◆ Activity list ◆
• a. In the article on Alaska's business ranking, which state leads CNBC's 2025 Top States for Business rankings?
• b. Print the passage of the article on Alaska's business ranking from "Alaska Sinks to" to "to price swings." word for word.

◆ Text ◆
- Opening Delimiter -

Alaska Sinks to Bottom of Business Rankings on Oil Price Woes
- Alaska ranked 50th in CNBC’s 2025 Top States for Business due to economic weakness tied to oil dependence.
- Oil revenues account for up to 73% of Alaska’s budget, leaving it vulnerable to price swings.
- The state is pursuing a $44-billion LNG project that could further entrench its reliance on volatile energy markets.
The high dependence on oil for state revenues is squeezing Alaska’s budget when oil prices decline and making its economy grow below the national average. The struggling economy amid volatile oil prices is the key reason why Alaska has been rated as the worst state for doing business in America in 2025 by CNBC.
Alaska ranks 50th in CNBC America’s Top States for Business rankings in 2025. The state of the economy has the biggest weight in compiling the rankings, but workforce, infrastructure, the cost of doing business, and technology and innovation also play a role in the methodology.
The 2025 ranking is CNBC’s 19th year of studying state competitiveness by analyzing a record-high number of 135 metrics to see how states are navigating opportunities and risks. Economy is the top-weighted category—and here Alaska ranks 50th out of 50 states.
North Carolina leads the rankings this year, thanks to its economy, workforce, business friendliness, and above-average infrastructure and technology. Texas and Florida rank second and third, respectively.
But Alaska – despite paying an annual dividend to residents from the Alaska Permanent Fund from surplus oil and gas revenues – has long been heavily dependent on petroleum revenues for its economic growth and state revenues.
With lower crude prices this fiscal year from a year earlier, revenues are expected to decline. The price of Alaska North Slope crude averaged $85.24 per barrel in the 2024 fiscal year, according to data from the Alaska Department of Revenue. The department projects the price to fall to $74.48 a barrel for the 2025 fiscal year, and further down to $68 in FY 2026 and $67 per barrel in FY 2027.
Excluding Permanent Fund earnings to the general fund, petroleum is expected to provide between 69% and 73% of unrestricted revenue for the state of Alaska over the next 10 years, the Alaska Department of Revenue said in its Spring 2025 Revenue Forecast.
The heightened volatility in oil prices in recent years makes forecasts even more guesswork than before Covid and the war in Ukraine.
“Over the past several years, we have seen a global pandemic, extreme volatility in investment and oil markets, wars and other geopolitical issues, and economic concerns ranging from negative interest rates to a return of inflation,” the Alaska Department of Revenue said.

- Closing Delimiter -

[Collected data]
- Opening Delimiter -

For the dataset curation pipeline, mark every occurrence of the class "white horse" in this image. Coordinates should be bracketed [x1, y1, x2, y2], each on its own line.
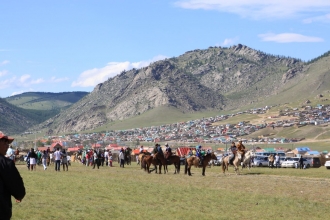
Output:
[241, 150, 254, 171]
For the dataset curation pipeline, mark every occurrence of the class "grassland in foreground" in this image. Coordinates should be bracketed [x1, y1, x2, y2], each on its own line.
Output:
[12, 164, 330, 220]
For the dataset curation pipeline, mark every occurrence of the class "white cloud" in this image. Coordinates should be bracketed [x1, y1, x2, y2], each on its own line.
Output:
[71, 55, 166, 87]
[174, 0, 330, 19]
[303, 14, 330, 24]
[0, 70, 8, 77]
[0, 60, 9, 66]
[0, 74, 63, 91]
[19, 74, 31, 83]
[10, 88, 34, 96]
[258, 33, 324, 43]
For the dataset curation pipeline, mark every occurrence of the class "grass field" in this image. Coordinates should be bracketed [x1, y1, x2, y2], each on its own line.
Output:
[12, 163, 330, 220]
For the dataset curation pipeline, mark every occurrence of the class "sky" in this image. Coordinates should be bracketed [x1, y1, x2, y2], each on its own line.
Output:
[0, 0, 330, 98]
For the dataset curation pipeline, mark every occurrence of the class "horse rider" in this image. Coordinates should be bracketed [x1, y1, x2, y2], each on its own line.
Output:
[228, 142, 237, 164]
[188, 149, 193, 157]
[196, 145, 205, 165]
[152, 144, 158, 155]
[139, 145, 143, 154]
[237, 141, 245, 161]
[165, 143, 172, 160]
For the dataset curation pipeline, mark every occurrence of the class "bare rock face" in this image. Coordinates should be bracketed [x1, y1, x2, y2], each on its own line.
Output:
[33, 44, 302, 133]
[282, 67, 302, 83]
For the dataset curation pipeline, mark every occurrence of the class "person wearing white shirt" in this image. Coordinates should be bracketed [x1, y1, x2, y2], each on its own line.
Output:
[119, 150, 125, 168]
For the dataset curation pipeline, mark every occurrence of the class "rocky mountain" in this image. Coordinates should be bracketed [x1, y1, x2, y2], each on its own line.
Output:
[37, 44, 320, 133]
[0, 92, 88, 134]
[0, 98, 40, 135]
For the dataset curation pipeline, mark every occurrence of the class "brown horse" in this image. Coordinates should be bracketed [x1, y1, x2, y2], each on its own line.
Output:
[184, 153, 217, 176]
[139, 152, 151, 169]
[154, 153, 180, 174]
[141, 155, 166, 174]
[222, 151, 242, 174]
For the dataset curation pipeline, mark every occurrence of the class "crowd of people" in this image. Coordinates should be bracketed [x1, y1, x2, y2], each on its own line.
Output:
[0, 132, 25, 219]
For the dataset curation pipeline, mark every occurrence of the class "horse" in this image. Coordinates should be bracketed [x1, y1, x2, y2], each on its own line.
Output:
[141, 155, 166, 174]
[222, 151, 242, 174]
[138, 152, 151, 169]
[124, 147, 132, 165]
[184, 153, 217, 176]
[241, 150, 254, 171]
[165, 154, 181, 174]
[154, 153, 180, 174]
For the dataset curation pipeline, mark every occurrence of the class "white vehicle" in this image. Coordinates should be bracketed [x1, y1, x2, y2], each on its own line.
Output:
[252, 156, 269, 167]
[324, 160, 330, 169]
[281, 157, 311, 168]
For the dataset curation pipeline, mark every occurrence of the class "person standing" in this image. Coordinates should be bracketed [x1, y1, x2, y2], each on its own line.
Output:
[275, 154, 280, 168]
[42, 150, 48, 170]
[48, 152, 54, 166]
[54, 148, 61, 172]
[298, 155, 304, 169]
[61, 149, 68, 171]
[104, 150, 109, 166]
[165, 143, 172, 160]
[29, 148, 37, 171]
[0, 132, 25, 220]
[6, 145, 15, 163]
[93, 150, 100, 169]
[99, 150, 104, 167]
[119, 149, 125, 168]
[109, 152, 112, 167]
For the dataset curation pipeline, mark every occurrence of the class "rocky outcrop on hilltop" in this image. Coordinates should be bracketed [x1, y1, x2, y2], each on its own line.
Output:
[34, 44, 303, 133]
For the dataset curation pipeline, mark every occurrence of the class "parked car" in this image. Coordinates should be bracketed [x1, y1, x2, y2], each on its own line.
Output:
[252, 157, 268, 167]
[274, 157, 291, 167]
[311, 157, 321, 168]
[281, 157, 312, 168]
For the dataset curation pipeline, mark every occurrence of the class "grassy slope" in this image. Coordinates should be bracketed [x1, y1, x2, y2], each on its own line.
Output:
[13, 163, 330, 219]
[6, 92, 87, 111]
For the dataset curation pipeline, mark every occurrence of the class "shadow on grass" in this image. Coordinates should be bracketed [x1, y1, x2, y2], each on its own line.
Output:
[241, 172, 262, 175]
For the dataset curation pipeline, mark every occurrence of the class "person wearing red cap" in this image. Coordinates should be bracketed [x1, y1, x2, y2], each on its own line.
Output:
[0, 131, 25, 219]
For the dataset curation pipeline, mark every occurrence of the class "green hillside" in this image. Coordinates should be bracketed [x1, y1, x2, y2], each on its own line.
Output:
[5, 92, 88, 111]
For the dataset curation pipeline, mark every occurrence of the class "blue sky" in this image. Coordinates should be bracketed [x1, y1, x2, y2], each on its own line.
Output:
[0, 0, 330, 98]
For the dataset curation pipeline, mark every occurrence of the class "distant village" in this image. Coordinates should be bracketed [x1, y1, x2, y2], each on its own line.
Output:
[17, 105, 330, 157]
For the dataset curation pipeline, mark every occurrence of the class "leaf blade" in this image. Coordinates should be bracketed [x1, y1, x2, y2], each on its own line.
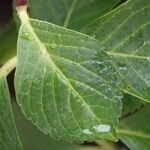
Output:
[15, 19, 122, 142]
[85, 0, 150, 103]
[0, 75, 22, 150]
[118, 105, 150, 150]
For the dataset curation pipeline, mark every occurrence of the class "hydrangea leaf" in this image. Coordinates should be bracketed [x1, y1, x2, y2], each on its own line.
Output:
[84, 0, 150, 102]
[15, 14, 122, 142]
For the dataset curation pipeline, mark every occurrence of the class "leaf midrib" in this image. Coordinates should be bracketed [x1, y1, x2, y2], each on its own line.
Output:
[22, 19, 100, 122]
[106, 51, 150, 61]
[63, 0, 78, 27]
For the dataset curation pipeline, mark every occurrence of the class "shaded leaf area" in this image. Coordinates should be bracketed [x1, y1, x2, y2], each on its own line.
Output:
[84, 0, 150, 102]
[15, 20, 122, 142]
[0, 75, 22, 150]
[13, 102, 80, 150]
[118, 105, 150, 150]
[0, 20, 17, 64]
[29, 0, 120, 30]
[122, 94, 145, 117]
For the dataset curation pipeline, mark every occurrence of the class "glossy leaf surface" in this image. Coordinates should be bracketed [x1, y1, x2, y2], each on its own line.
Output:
[15, 20, 122, 142]
[0, 75, 22, 150]
[85, 0, 150, 102]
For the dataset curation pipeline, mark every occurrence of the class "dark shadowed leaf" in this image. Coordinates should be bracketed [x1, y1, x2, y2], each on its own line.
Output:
[118, 105, 150, 150]
[0, 20, 17, 64]
[0, 74, 22, 150]
[29, 0, 120, 30]
[85, 0, 150, 102]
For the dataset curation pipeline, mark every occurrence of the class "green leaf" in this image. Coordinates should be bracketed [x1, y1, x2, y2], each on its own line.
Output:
[118, 105, 150, 150]
[84, 0, 150, 102]
[29, 0, 120, 30]
[0, 74, 22, 150]
[0, 20, 17, 64]
[122, 94, 145, 117]
[13, 100, 80, 150]
[15, 12, 122, 142]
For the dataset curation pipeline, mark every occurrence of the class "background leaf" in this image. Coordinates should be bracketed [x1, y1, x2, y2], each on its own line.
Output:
[0, 20, 17, 64]
[85, 0, 150, 102]
[118, 105, 150, 150]
[0, 75, 22, 150]
[15, 17, 122, 142]
[29, 0, 120, 30]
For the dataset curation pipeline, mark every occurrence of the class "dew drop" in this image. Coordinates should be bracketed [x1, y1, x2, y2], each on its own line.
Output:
[93, 124, 111, 132]
[50, 42, 57, 48]
[83, 129, 93, 134]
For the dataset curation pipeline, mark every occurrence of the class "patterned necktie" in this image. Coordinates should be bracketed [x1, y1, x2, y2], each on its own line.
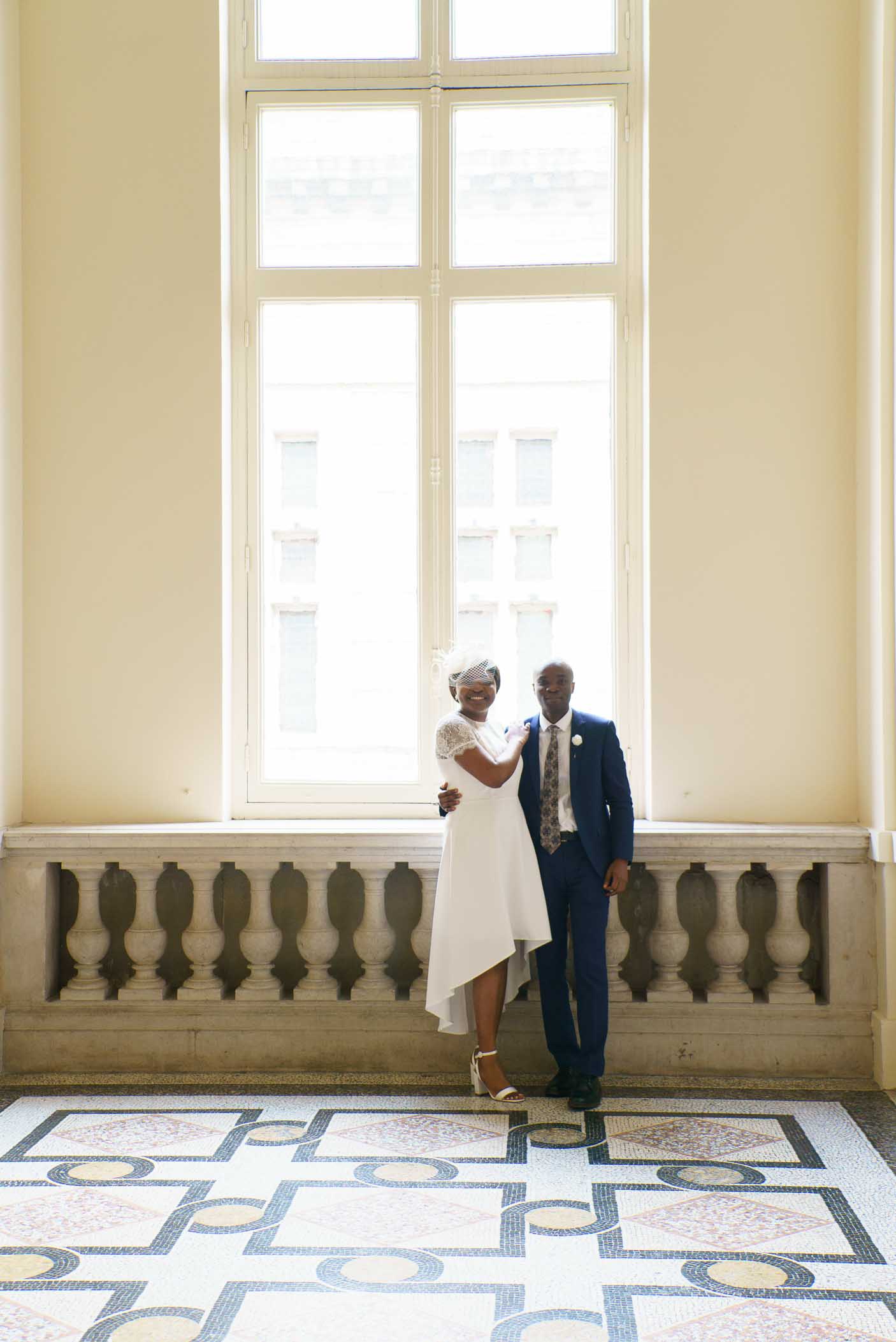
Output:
[540, 725, 560, 852]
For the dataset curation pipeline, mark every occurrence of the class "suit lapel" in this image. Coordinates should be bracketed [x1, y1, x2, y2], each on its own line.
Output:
[523, 714, 542, 800]
[568, 708, 585, 813]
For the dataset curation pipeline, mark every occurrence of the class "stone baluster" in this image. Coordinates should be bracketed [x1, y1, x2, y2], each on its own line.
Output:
[59, 861, 112, 1001]
[233, 863, 283, 1001]
[606, 895, 632, 1002]
[118, 861, 168, 1002]
[177, 863, 224, 1001]
[293, 867, 340, 1001]
[707, 867, 753, 1002]
[766, 867, 816, 1007]
[647, 867, 693, 1002]
[410, 871, 438, 1001]
[351, 867, 396, 1001]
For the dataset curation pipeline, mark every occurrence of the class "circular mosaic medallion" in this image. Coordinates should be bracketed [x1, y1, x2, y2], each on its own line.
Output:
[193, 1202, 263, 1229]
[528, 1123, 585, 1146]
[526, 1206, 594, 1230]
[676, 1165, 743, 1185]
[707, 1258, 788, 1288]
[373, 1161, 440, 1184]
[67, 1161, 134, 1183]
[342, 1253, 417, 1286]
[519, 1319, 606, 1342]
[0, 1253, 55, 1281]
[248, 1123, 305, 1143]
[108, 1314, 203, 1342]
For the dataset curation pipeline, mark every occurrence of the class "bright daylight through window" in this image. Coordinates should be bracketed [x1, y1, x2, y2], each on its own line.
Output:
[233, 0, 633, 813]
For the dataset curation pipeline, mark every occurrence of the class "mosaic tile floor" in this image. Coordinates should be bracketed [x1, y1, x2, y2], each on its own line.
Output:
[0, 1083, 896, 1342]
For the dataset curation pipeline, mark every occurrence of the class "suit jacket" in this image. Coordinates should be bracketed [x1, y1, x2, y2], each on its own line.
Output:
[519, 708, 635, 880]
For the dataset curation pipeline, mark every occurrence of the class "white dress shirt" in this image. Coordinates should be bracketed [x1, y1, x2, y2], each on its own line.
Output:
[538, 708, 578, 831]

- Closing Delimiter -

◆ Expected responses ◆
• a. North Carolina

• b.
Alaska Sinks to Bottom of Business Rankings on Oil Price Woes
- Alaska ranked 50th in CNBC’s 2025 Top States for Business due to economic weakness tied to oil dependence.
- Oil revenues account for up to 73% of Alaska’s budget, leaving it vulnerable to price swings.